━━━ Fragmento del texto ━━━

Aún no ha fallecido, pero ya ha cruzado la línea. Desde allí ve a quienes se han separado de él, y también entre sí, en toda su diversidad, para representarlos en toda su credulidad, para darles forma, porque la forma es lo más importante; de todos modos, desde allí los ve mejor. Pero eso también está marcado con tiza, ¿acaso esas marcas de tiza, y no partículas de materia luminosa, señalan el camino de la escritura? En cualquier caso, es una delimitación que a la vez muestra y oscurece, y luego cubre cuidadosamente de nuevo el rastro que él mismo trazó. Uno nunca estuvo allí.
Sin embargo, uno sabe lo que sucede. Las palabras descendían de una pantalla, de rostros ensangrentados y deformados por el dolor, de risas, de rostros maquillados, con labios inflados solo para el maquillaje, o de otras personas que acertaron la respuesta en un concurso, o de mujeres que, sin tener nada a favor ni en contra, se levantaron y se quitaron la chaqueta para mostrar a la cámara sus pechos recién endurecidos, otrora firmes y pertenecientes a hombres. Además, un sinfín de gargantas de las que brota un canto como mal aliento, solo que más fuerte. Eso era lo que se veía en el camino, si uno aún estuviera en él. Uno se desvía del camino. Quizás se lo ve desde lejos, donde uno permanece solo, y con qué gusto, porque uno quiere ver el camino, pero no recorrerlo.
¿Acaso este camino hizo ruido hace un momento? ¿Acaso ahora busca llamar la atención con ruidos y no solo con luces, gente ruidosa, luces estridentes? ¿Acaso el camino, que uno no puede recorrer, teme no ser recorrido en absoluto, cuando tantos pecados se cometen constantemente —tortura, ultrajes, robos, amenazas—, es una amenaza necesaria para forjar destinos mundiales significativos?
Al camino no le importa. Lo soporta todo con firmeza, aunque sin fundamento. Sin fundamento. En terreno perdido. Mi cabello, como ya mencioné, está erizado, sin crema fijadora que pueda volverlo a su forma original. Tampoco hay firmeza en mí. Ni en mí, ni dentro de mí. Cuando uno está al margen, siempre tiene que estar listo para dar un pequeño salto, y luego otro más, hacia el vacío que hay justo al lado. Y el margen trae consigo su trampa, lista en cualquier momento, abierta de par en par, para atraer a uno aún más lejos. Atraer hacia afuera es atraer hacia adentro.

━━━ Líneas proporcionadas ━━━

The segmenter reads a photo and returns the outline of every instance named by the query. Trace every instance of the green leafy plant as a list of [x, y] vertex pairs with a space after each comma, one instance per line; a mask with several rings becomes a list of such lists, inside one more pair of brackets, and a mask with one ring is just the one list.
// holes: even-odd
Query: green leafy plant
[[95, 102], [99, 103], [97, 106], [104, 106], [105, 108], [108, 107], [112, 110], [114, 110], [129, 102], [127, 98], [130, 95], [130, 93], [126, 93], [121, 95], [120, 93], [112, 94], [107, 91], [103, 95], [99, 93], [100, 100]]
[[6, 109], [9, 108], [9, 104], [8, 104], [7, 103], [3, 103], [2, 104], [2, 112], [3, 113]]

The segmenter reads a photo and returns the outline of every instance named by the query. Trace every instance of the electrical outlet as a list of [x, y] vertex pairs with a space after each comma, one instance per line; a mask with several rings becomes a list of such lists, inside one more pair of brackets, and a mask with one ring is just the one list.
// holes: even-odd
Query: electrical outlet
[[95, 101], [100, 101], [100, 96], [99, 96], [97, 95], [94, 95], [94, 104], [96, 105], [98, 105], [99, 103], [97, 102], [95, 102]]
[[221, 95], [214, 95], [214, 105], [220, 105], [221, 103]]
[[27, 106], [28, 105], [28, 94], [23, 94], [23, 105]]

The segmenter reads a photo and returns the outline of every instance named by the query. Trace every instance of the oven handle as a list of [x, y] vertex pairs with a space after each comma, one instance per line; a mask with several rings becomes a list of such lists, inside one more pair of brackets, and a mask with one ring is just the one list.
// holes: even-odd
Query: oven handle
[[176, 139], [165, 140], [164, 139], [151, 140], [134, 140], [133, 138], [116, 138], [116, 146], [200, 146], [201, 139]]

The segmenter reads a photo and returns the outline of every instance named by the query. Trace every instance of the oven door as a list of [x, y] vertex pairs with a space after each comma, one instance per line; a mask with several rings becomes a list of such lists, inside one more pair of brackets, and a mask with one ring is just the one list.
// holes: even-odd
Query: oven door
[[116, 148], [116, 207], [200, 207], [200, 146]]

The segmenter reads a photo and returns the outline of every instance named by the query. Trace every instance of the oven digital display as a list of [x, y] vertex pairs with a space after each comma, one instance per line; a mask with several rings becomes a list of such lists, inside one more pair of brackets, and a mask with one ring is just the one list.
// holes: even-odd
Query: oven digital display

━━━

-- Ejercicio propuesto 1 --
¿Puedes reescribir como lista breve el párrafo del fragmento que empieza con «Al camino no le importa», sin perder sus hechos principales?
-- Ejercicio propuesto 2 --
¿Qué pecados enumera el fragmento como cometidos constantemente?
-- Ejercicio propuesto 3 --
¿Podrías prolongar el fragmento sobre el camino y el margen a partir de su última oración?

-- Respuesta final 1 --
- Al camino no le importa nada; lo soporta todo con firmeza, pero sin fundamento, en terreno perdido.
- Quien habla tiene el cabello erizado, y ninguna crema fijadora puede devolverlo a su forma original.
- Tampoco hay firmeza en quien habla, ni dentro de sí.
- Estando al margen, uno debe estar siempre listo para dar pequeños saltos hacia el vacío que hay justo al lado.
- El margen trae una trampa siempre abierta que atrae a uno aún más lejos; atraer hacia afuera es atraer hacia adentro.

-- Respuesta final 2 --
Tortura, ultrajes, robos y amenazas.

-- Respuesta final 3 --
Por favor, no quiero perder de vista ahora el camino que no recorro. Me gustaría tanto describirlo con honestidad y, sobre todo, con veracidad y precisión. Si realmente lo observo, también debería servirme de algo. Pero este camino no me ahorra nada. No me deja nada. ¿Qué más me queda? Me impiden seguir mi camino, apenas puedo avanzar. Estoy fuera, sin salir. Y ahí también, sin duda, me gustaría tener protección contra mi propia incertidumbre, pero también contra la incertidumbre del terreno que piso.
Corre para asegurarse, no solo para protegerme, de que mi lenguaje esté siempre a mi lado, y comprueba si lo estoy haciendo bien, describiendo la realidad de forma incorrecta, porque siempre tiene que describirse incorrectamente, no hay otra manera, pero tan incorrectamente, que cualquiera que la lea o la oiga, note la falsedad de inmediato. ¡Son mentiras! Y este perro, el lenguaje, que se supone que me protege, para eso lo tengo, después de todo, ahora me está mordiendo los talones. Mi protector quiere morderme. Mi único protector contra la descripción, el lenguaje que, por el contrario, existe para describir algo más, algo que yo no soy —por eso escribo tantos párrafos—, mi único protector se está volviendo contra mí. Quizás solo lo conservo para que, mientras finge protegerme, se abalance sobre mí.
Como busqué protección en la escritura, y esta se interpuso en mi camino, el lenguaje, que en movimiento, al hablar, parecía un refugio seguro, se vuelve contra mí. No es de extrañar. Después de todo, desconfié de él de inmediato. ¿Qué clase de camuflaje es ese que existe no para hacernos invisibles, sino para hacernos cada vez más visibles?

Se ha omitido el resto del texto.